*Requirement:*
For the word "carving", state how many lines of the records include it, with no other text.

-----

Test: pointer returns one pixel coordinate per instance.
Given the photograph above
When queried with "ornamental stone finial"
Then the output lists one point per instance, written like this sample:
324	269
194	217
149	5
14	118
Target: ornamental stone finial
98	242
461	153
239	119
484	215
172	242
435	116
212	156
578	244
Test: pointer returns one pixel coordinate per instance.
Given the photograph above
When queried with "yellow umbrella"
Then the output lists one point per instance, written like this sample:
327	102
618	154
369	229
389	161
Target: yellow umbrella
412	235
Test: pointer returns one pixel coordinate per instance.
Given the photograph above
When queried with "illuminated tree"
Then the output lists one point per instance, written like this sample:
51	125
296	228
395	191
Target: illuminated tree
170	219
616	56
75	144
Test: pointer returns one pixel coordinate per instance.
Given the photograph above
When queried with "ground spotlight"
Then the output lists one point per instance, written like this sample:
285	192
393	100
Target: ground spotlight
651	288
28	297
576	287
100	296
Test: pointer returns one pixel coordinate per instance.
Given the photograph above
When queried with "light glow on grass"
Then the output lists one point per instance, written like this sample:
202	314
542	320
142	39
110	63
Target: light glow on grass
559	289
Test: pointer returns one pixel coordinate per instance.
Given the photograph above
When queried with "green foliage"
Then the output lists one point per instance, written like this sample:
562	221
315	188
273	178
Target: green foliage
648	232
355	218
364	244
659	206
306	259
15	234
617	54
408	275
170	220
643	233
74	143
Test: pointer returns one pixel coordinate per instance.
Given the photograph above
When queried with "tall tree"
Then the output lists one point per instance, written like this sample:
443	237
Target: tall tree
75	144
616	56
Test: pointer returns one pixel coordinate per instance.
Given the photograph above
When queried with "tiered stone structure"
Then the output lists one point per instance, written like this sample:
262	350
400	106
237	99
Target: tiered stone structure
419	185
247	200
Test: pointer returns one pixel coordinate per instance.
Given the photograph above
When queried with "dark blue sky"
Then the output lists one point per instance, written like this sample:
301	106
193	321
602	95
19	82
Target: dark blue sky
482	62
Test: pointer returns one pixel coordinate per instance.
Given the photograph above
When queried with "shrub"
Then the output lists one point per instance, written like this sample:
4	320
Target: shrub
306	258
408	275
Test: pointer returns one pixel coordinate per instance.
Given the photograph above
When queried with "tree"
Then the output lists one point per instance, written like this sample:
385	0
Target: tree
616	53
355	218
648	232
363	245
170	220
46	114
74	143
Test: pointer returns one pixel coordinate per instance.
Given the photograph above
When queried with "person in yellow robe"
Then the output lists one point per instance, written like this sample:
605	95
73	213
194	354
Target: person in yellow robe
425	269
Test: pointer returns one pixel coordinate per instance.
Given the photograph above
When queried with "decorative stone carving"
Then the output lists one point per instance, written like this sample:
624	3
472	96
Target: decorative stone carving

-----

*Answer to this task:*
2